··· Textauszug ···
Zudem schilderte der einstmals schlanke Fußballspieler, der nach einem Knorpelschaden im Sprunggelenk seine Stollen an den Nagel hängen mußte, eine Szene aus dem Film „Das Wunder von Bern“. Am stärksten habe ihn die dargestellte Siegerehrung 1954 mit der Nationalhymne berührt. Und damals wurde eben „Deutschland, Deutschland über alles“ und nicht „Einigkeit und Recht und Freiheit“ gesungen.

Entgegen zahlreichen Presseenten läßt „Calli“ – wie ihn die Boulevardpresse zu nennen pflegt – die erste Auflage nicht einstampfen, sondern den Lapsus in der zweiten Auflage korrigieren. 20.000 Exemplare mit der Äußerung, er goutiere die erste Strophe, seien „leider schon verkauft“. Die Frage des Interviewers, ob „das neue bunte Deutschland“ eine neue Hymne brauche, brachte den Dicken indes ins Schwitzen: „Nee, nee, ich krieg bei Haydn noch immer eine Gänsehaut.“ Bei dem Text von Fallersleben könne man sich nicht versingen: „Das ist wie Karaoke. Wer sich da noch vertut, der ist bösartig. Oder blöd.“ Viel Streß für einen, der vor allem bei Streß mampft.
··· Datensätze ···
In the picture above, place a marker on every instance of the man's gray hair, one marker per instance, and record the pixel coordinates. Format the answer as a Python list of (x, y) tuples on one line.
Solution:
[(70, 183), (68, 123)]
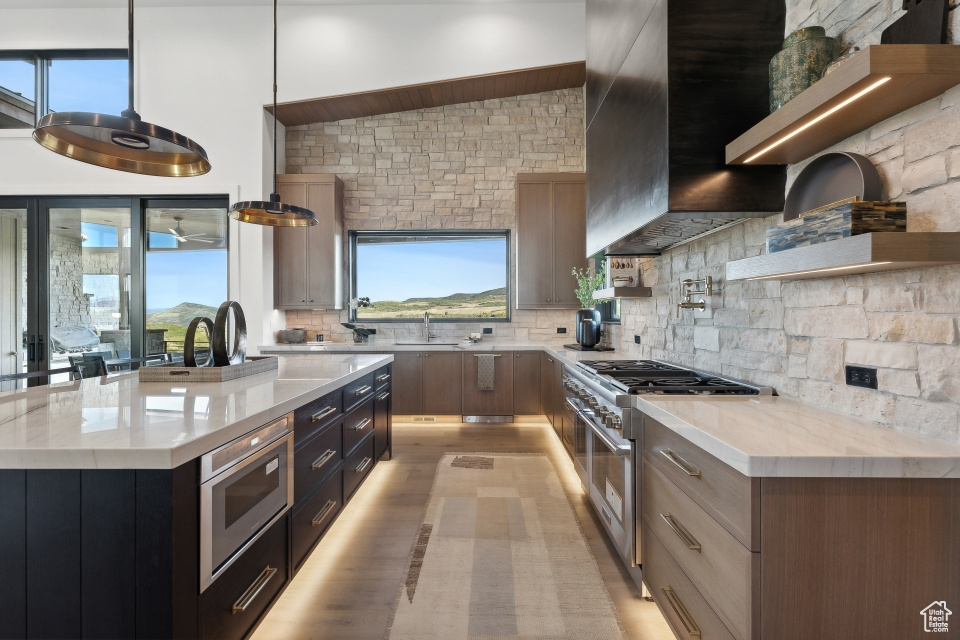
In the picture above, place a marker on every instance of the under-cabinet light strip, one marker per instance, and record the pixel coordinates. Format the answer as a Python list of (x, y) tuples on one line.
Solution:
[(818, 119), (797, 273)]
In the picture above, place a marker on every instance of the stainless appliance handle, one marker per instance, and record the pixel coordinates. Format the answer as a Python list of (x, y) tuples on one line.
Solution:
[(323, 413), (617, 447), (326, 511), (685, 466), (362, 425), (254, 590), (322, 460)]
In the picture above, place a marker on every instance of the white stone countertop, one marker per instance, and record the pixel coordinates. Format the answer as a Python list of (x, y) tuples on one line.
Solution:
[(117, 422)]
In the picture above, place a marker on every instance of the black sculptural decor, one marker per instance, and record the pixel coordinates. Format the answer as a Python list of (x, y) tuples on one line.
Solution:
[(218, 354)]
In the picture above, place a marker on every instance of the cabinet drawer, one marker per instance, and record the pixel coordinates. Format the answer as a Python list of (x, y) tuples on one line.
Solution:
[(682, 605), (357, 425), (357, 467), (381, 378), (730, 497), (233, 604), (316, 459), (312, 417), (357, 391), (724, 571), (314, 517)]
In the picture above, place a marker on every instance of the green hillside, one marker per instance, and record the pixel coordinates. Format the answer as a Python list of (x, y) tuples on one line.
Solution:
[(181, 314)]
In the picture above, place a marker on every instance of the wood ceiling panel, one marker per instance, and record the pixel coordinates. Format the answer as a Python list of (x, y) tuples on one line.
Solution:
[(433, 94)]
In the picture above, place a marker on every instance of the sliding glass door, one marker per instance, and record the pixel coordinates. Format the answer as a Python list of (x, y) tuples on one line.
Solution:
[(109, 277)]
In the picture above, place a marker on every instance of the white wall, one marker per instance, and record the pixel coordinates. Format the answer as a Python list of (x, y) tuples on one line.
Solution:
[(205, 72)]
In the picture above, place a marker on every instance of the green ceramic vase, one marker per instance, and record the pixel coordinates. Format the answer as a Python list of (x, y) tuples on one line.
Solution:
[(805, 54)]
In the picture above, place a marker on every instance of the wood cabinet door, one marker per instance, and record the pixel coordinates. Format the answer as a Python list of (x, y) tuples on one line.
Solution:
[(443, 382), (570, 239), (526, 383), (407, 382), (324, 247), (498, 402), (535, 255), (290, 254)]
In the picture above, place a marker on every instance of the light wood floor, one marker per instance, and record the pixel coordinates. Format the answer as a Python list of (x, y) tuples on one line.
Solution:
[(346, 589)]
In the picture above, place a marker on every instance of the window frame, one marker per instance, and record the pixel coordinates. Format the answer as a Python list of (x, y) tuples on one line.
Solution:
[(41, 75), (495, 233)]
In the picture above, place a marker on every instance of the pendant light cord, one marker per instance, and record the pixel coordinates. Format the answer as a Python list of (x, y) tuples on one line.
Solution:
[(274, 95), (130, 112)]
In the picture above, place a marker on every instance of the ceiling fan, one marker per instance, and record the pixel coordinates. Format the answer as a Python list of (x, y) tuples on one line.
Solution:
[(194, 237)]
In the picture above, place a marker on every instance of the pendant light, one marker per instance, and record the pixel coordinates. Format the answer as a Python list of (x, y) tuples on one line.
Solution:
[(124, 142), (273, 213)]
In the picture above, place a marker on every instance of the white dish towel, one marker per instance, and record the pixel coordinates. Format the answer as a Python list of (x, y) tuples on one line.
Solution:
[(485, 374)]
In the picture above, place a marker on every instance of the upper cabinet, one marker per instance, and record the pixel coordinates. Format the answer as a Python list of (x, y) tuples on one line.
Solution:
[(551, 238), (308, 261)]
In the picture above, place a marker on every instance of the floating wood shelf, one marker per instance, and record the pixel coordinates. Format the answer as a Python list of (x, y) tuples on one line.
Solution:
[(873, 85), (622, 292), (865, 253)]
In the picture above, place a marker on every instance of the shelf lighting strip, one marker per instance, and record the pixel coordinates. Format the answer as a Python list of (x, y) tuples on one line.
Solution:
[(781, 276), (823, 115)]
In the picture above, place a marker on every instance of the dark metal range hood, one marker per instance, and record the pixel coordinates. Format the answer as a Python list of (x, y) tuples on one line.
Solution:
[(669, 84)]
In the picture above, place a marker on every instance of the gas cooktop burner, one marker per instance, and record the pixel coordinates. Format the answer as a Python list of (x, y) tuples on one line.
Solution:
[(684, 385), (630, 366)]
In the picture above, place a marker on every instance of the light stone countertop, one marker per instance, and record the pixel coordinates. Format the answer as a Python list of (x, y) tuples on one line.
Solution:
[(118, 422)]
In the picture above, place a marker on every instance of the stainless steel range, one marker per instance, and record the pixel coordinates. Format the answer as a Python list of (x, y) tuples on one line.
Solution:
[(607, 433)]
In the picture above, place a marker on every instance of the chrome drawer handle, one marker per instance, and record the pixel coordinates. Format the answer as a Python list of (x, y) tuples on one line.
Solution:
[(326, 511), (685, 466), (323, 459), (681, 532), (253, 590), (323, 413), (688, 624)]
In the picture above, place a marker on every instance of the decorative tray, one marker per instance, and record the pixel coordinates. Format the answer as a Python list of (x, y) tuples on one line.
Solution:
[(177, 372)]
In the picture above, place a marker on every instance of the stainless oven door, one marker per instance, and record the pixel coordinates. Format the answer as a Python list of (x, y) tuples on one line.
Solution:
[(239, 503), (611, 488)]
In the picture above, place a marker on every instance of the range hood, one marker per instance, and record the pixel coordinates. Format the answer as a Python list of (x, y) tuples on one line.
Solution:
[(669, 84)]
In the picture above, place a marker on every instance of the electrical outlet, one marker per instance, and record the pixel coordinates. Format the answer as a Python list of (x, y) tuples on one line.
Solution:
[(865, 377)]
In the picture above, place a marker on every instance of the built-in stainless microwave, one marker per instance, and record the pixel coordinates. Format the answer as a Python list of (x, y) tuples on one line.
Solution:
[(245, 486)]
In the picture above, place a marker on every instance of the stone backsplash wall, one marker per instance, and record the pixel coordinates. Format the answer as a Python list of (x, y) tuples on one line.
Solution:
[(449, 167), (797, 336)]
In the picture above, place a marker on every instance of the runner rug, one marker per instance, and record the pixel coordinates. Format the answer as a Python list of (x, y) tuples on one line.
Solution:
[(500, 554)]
···
··· Datensätze ···
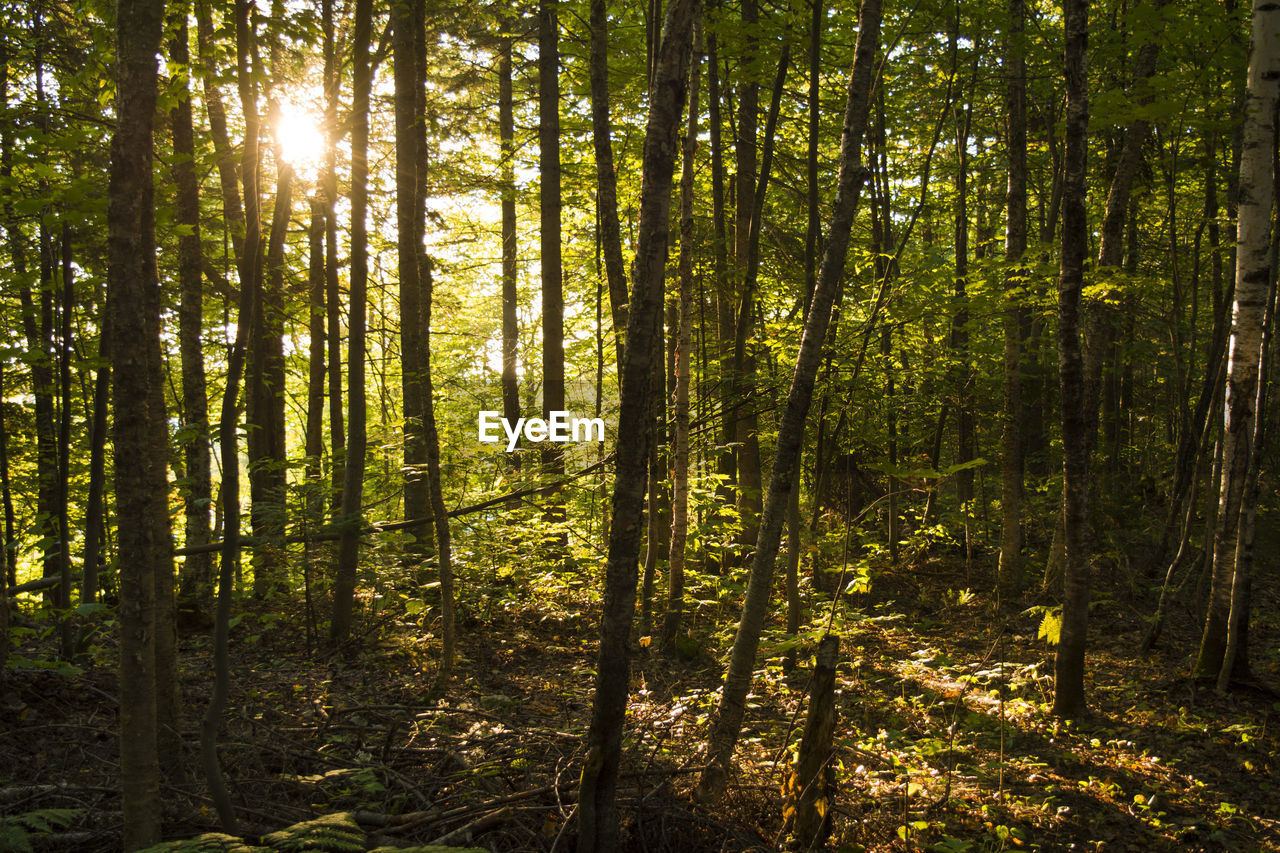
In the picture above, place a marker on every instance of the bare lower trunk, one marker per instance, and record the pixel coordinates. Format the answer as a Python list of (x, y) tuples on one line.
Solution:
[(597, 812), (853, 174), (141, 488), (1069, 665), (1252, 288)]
···
**Aufgabenstellung**
A. Welche Szene aus dem Film „Das Wunder von Bern“ hat den ehemaligen Fußballspieler laut dem Textauszug am stärksten berührt?
B. Gib aus dem Textauszug die Stelle wortgetreu aus, die bei den Worten „Entgegen zahlreichen Presseenten“ beginnt, und höre nach den Worten „bei Streß mampft.“ auf.
C. Fasse den Absatz des Textauszugs, der mit „Entgegen zahlreichen Presseenten“ beginnt, als kurze Liste zusammen und behalte dabei seine wichtigsten Fakten bei.

**Lösungen**
A. Die dargestellte Siegerehrung 1954 mit der Nationalhymne.

B.
Entgegen zahlreichen Presseenten läßt „Calli“ – wie ihn die Boulevardpresse zu nennen pflegt – die erste Auflage nicht einstampfen, sondern den Lapsus in der zweiten Auflage korrigieren. 20.000 Exemplare mit der Äußerung, er goutiere die erste Strophe, seien „leider schon verkauft“. Die Frage des Interviewers, ob „das neue bunte Deutschland“ eine neue Hymne brauche, brachte den Dicken indes ins Schwitzen: „Nee, nee, ich krieg bei Haydn noch immer eine Gänsehaut.“ Bei dem Text von Fallersleben könne man sich nicht versingen: „Das ist wie Karaoke. Wer sich da noch vertut, der ist bösartig. Oder blöd.“ Viel Streß für einen, der vor allem bei Streß mampft.

C.
- „Calli“, wie ihn die Boulevardpresse nennt, lässt die erste Auflage entgegen vielen Presseenten nicht einstampfen, sondern den Lapsus in der zweiten Auflage korrigieren.
- 20.000 Exemplare mit der Äußerung, er goutiere die erste Strophe, sind schon verkauft.
- Eine neue Hymne für „das neue bunte Deutschland“ lehnt er ab, da er bei Haydn noch immer eine Gänsehaut bekomme.
- Beim Text von Fallersleben könne man sich nicht versingen; wer sich vertue, sei bösartig oder blöd.